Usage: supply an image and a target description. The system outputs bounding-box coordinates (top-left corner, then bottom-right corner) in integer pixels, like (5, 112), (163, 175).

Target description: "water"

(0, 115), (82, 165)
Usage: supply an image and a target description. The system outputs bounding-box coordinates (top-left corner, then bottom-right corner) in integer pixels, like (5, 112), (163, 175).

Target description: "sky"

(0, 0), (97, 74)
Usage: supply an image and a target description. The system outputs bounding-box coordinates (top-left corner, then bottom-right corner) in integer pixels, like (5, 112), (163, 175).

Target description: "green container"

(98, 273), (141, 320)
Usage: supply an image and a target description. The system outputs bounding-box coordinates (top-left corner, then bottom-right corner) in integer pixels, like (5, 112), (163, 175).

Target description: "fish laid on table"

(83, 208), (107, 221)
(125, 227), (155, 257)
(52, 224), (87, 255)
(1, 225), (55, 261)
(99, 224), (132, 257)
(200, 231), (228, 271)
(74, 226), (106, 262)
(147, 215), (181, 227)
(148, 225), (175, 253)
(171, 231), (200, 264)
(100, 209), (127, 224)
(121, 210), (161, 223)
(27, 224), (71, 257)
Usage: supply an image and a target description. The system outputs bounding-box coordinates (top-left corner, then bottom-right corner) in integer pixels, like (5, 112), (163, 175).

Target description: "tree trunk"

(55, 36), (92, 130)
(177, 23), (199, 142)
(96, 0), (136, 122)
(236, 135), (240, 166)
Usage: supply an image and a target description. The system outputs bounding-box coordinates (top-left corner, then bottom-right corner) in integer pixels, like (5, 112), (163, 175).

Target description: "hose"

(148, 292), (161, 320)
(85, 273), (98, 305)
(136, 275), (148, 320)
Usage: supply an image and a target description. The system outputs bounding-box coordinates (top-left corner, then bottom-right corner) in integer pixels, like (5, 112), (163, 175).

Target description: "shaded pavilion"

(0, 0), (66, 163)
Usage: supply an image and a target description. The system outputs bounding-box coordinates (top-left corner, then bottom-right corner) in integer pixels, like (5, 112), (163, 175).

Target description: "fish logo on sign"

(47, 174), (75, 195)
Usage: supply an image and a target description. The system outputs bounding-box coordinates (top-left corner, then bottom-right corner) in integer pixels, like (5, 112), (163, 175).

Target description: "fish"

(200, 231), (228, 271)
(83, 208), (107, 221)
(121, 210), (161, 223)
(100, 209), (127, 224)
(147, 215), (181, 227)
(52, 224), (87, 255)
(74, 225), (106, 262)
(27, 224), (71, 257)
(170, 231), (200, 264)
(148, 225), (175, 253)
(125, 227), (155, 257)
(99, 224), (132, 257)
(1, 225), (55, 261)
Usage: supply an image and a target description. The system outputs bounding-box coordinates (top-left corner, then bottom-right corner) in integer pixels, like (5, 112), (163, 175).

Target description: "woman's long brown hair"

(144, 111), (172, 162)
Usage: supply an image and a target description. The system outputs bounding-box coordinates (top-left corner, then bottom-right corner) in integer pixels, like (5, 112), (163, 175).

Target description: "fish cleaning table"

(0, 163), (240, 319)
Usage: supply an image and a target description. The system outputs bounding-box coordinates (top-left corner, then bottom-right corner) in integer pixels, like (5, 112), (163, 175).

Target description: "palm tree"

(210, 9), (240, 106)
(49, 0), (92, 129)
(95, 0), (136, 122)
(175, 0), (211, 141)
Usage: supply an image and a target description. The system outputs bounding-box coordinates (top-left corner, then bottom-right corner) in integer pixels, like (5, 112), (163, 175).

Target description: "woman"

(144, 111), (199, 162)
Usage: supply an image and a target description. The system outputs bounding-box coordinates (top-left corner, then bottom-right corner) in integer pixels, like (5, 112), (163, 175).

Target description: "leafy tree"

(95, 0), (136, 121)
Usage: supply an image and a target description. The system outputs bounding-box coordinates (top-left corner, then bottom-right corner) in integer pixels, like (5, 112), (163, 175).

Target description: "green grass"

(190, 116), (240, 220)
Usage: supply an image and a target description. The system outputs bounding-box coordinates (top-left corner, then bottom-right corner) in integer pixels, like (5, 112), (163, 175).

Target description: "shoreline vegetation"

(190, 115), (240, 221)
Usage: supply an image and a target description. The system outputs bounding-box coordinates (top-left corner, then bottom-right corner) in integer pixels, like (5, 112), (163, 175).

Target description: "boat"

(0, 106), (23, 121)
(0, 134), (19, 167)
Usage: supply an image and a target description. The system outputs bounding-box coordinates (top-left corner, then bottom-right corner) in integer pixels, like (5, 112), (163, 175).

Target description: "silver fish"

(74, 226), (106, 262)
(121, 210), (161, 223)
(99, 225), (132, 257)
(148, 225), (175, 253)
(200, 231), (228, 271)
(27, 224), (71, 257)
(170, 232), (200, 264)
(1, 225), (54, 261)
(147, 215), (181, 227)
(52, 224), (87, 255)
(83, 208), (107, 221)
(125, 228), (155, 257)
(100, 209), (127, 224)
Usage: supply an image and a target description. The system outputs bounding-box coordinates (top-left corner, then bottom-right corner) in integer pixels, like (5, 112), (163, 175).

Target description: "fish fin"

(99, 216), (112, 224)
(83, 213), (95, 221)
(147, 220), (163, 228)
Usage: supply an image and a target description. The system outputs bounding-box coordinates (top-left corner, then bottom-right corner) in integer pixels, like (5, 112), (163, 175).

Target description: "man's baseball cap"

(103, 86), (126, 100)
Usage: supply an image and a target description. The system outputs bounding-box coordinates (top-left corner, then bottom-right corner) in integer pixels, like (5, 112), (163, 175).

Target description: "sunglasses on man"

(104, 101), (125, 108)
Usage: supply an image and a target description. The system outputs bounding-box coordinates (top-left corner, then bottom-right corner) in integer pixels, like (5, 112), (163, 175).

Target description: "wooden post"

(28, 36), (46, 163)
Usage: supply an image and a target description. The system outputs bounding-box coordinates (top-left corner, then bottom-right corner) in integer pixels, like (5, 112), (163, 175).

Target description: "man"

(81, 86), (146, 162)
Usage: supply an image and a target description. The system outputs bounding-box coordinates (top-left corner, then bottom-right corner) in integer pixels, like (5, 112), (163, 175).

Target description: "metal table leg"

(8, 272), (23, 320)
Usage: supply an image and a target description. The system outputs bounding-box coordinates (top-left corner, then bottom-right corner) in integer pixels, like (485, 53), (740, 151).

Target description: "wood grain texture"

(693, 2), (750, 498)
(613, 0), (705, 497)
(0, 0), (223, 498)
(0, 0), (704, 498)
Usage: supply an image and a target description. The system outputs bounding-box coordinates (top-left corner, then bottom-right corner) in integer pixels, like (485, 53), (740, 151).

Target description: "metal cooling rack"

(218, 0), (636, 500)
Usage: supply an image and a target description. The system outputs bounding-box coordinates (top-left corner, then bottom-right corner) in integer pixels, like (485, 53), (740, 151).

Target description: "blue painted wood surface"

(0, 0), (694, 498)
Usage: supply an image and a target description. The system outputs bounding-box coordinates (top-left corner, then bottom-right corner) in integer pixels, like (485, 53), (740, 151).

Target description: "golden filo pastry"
#####
• **Instructions for the task**
Find each line of the material above that contains the word "tree" and copy those lines out in full. The match is case-sensitive.

• **Output for this exercise**
Target description: "tree trunk"
Target description: "palm tree"
Target description: "leafy tree"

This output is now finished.